Search the listing below for the line with "Target: cub's face", then write out that line and every one after it exactly, without the pictures.

======== DATA FOR PROCESSING

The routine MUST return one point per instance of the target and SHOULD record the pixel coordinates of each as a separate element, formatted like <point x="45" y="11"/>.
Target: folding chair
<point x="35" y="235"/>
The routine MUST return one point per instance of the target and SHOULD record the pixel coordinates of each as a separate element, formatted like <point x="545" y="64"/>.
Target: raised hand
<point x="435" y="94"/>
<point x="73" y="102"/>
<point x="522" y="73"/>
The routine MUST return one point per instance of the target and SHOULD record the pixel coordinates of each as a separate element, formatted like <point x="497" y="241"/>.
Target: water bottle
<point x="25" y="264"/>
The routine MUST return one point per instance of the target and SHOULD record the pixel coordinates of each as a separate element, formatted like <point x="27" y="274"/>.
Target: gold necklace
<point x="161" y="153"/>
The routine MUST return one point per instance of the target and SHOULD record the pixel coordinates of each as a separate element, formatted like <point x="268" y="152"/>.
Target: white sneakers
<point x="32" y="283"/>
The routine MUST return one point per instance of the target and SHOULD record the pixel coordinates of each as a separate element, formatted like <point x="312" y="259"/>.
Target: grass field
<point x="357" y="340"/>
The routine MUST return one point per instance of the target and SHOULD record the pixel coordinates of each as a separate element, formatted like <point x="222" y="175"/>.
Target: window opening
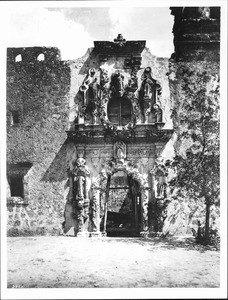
<point x="14" y="117"/>
<point x="40" y="57"/>
<point x="119" y="111"/>
<point x="18" y="58"/>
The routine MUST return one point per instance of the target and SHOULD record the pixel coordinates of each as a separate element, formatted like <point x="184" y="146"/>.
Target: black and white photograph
<point x="113" y="149"/>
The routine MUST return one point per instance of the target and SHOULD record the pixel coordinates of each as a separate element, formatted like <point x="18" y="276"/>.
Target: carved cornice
<point x="139" y="134"/>
<point x="119" y="47"/>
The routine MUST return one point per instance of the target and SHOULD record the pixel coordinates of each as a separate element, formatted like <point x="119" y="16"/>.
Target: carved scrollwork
<point x="120" y="151"/>
<point x="160" y="174"/>
<point x="117" y="84"/>
<point x="148" y="84"/>
<point x="89" y="83"/>
<point x="157" y="112"/>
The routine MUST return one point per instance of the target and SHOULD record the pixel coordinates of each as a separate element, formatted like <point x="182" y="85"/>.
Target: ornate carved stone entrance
<point x="117" y="133"/>
<point x="122" y="211"/>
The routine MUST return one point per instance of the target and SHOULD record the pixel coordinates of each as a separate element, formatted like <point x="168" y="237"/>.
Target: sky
<point x="73" y="29"/>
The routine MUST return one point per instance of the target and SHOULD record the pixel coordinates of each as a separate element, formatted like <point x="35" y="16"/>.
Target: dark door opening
<point x="123" y="210"/>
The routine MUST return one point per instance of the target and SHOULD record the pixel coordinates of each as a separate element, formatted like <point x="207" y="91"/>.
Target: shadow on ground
<point x="188" y="243"/>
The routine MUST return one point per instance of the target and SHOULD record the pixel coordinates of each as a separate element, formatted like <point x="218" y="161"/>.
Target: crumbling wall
<point x="38" y="91"/>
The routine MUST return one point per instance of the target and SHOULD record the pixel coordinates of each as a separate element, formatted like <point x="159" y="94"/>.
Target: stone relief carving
<point x="148" y="84"/>
<point x="160" y="174"/>
<point x="157" y="111"/>
<point x="80" y="175"/>
<point x="96" y="94"/>
<point x="88" y="83"/>
<point x="117" y="84"/>
<point x="120" y="151"/>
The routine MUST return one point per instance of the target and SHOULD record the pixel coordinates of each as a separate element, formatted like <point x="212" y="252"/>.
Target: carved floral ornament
<point x="99" y="87"/>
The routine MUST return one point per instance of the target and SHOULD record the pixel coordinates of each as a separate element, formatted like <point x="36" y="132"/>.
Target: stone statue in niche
<point x="117" y="84"/>
<point x="132" y="85"/>
<point x="89" y="79"/>
<point x="160" y="173"/>
<point x="147" y="111"/>
<point x="148" y="84"/>
<point x="204" y="12"/>
<point x="157" y="111"/>
<point x="120" y="152"/>
<point x="80" y="175"/>
<point x="104" y="79"/>
<point x="93" y="90"/>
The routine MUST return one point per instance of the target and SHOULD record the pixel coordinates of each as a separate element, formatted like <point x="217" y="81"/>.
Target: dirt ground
<point x="68" y="262"/>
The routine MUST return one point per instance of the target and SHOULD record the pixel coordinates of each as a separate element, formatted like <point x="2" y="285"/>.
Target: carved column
<point x="96" y="212"/>
<point x="145" y="200"/>
<point x="80" y="195"/>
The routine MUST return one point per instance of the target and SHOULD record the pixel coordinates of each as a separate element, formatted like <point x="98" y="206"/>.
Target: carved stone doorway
<point x="122" y="213"/>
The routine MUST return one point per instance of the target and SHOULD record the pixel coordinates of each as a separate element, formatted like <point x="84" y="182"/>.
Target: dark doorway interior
<point x="16" y="186"/>
<point x="123" y="208"/>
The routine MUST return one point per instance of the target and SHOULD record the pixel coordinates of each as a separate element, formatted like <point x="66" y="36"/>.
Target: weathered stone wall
<point x="38" y="90"/>
<point x="197" y="52"/>
<point x="45" y="93"/>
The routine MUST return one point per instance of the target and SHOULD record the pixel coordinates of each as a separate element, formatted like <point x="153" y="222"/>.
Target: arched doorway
<point x="131" y="196"/>
<point x="121" y="206"/>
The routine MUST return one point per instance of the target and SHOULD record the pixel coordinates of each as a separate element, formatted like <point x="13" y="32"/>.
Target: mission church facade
<point x="85" y="137"/>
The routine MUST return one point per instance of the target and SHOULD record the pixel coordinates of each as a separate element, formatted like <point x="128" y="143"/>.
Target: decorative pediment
<point x="119" y="47"/>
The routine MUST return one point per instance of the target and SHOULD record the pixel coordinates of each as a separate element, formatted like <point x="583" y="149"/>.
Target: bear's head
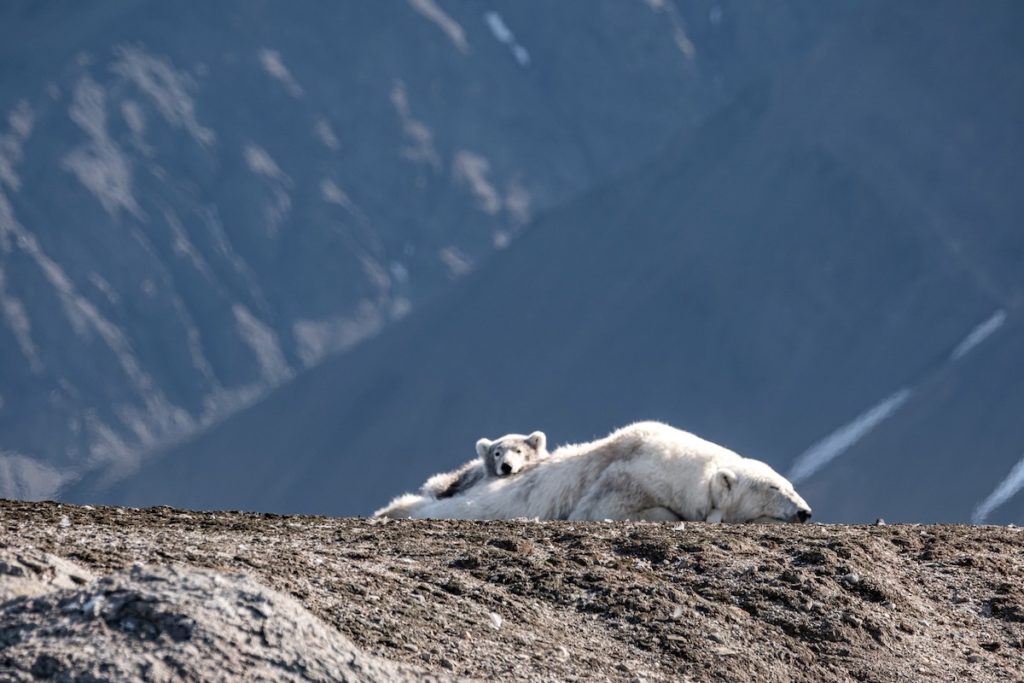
<point x="750" y="491"/>
<point x="512" y="453"/>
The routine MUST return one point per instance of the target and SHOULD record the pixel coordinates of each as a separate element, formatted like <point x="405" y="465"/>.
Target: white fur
<point x="647" y="470"/>
<point x="504" y="457"/>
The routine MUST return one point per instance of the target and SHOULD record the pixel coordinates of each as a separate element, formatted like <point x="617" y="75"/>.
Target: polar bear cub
<point x="503" y="457"/>
<point x="647" y="470"/>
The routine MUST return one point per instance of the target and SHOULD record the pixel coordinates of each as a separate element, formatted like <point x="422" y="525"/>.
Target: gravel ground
<point x="580" y="601"/>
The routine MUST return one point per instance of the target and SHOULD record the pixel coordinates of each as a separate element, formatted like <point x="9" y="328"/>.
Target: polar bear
<point x="647" y="470"/>
<point x="504" y="457"/>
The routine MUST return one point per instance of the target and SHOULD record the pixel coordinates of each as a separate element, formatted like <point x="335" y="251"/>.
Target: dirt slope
<point x="591" y="601"/>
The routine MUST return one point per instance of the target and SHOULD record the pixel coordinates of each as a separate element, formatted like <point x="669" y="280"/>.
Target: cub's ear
<point x="722" y="483"/>
<point x="538" y="440"/>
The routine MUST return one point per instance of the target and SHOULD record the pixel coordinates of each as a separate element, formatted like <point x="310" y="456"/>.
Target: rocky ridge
<point x="519" y="600"/>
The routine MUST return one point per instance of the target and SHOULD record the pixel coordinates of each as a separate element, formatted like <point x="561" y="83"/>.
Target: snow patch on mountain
<point x="99" y="165"/>
<point x="430" y="10"/>
<point x="676" y="25"/>
<point x="279" y="204"/>
<point x="841" y="440"/>
<point x="17" y="321"/>
<point x="505" y="36"/>
<point x="317" y="338"/>
<point x="325" y="133"/>
<point x="169" y="89"/>
<point x="275" y="69"/>
<point x="263" y="343"/>
<point x="455" y="261"/>
<point x="471" y="169"/>
<point x="19" y="124"/>
<point x="420" y="147"/>
<point x="979" y="334"/>
<point x="1007" y="488"/>
<point x="25" y="478"/>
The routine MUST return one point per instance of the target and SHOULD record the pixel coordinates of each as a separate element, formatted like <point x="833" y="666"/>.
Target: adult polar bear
<point x="647" y="470"/>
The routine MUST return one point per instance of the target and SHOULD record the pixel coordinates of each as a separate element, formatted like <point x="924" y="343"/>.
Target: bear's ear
<point x="721" y="486"/>
<point x="538" y="440"/>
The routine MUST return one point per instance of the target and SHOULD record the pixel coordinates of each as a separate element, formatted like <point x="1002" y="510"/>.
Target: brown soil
<point x="590" y="601"/>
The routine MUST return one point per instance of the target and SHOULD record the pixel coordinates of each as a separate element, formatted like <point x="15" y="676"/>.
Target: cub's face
<point x="511" y="454"/>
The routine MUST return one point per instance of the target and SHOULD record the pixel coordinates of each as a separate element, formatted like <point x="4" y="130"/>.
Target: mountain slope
<point x="198" y="203"/>
<point x="828" y="238"/>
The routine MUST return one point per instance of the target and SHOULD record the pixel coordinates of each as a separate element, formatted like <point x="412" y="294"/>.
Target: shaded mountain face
<point x="198" y="203"/>
<point x="826" y="274"/>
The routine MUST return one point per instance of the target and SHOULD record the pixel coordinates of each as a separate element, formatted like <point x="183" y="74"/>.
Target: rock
<point x="30" y="572"/>
<point x="201" y="625"/>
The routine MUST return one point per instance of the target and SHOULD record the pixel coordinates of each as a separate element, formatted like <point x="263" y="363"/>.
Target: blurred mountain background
<point x="297" y="257"/>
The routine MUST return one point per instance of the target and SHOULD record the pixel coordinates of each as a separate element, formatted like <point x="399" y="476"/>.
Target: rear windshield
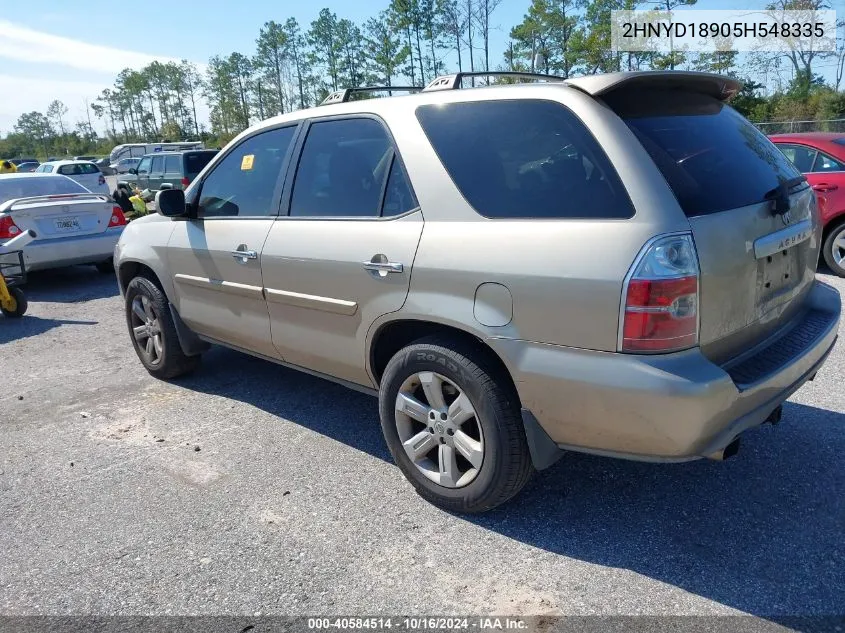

================

TASK SOLUTION.
Target: cub's face
<point x="511" y="454"/>
The routine MUST return one point per instance of the target and SHOULD record the pixel coordinates of each as a separate element, formatted like <point x="4" y="130"/>.
Target: mountain slope
<point x="198" y="203"/>
<point x="828" y="238"/>
The routine MUST return one point per instance of the target and SHOULD record the pixel coordinates of each as a separate element, formatted like <point x="412" y="294"/>.
Target: shaded mountain face
<point x="198" y="203"/>
<point x="826" y="274"/>
The routine MUST return one point per instance of the target and SHOULD record the pixel coordinates of each as a separate element, formatted like <point x="183" y="74"/>.
Target: rock
<point x="30" y="572"/>
<point x="201" y="625"/>
The routine MUST return one point per instance of the target and SHOULD record the pixel coordinates of each as a separate element, formatted like <point x="263" y="363"/>.
Target: blurred mountain background
<point x="297" y="257"/>
The routine MUST return one point per instance of the target and SHOULD record the pixel coordinates of each as a separate element, formatted like <point x="399" y="476"/>.
Target: rear windshield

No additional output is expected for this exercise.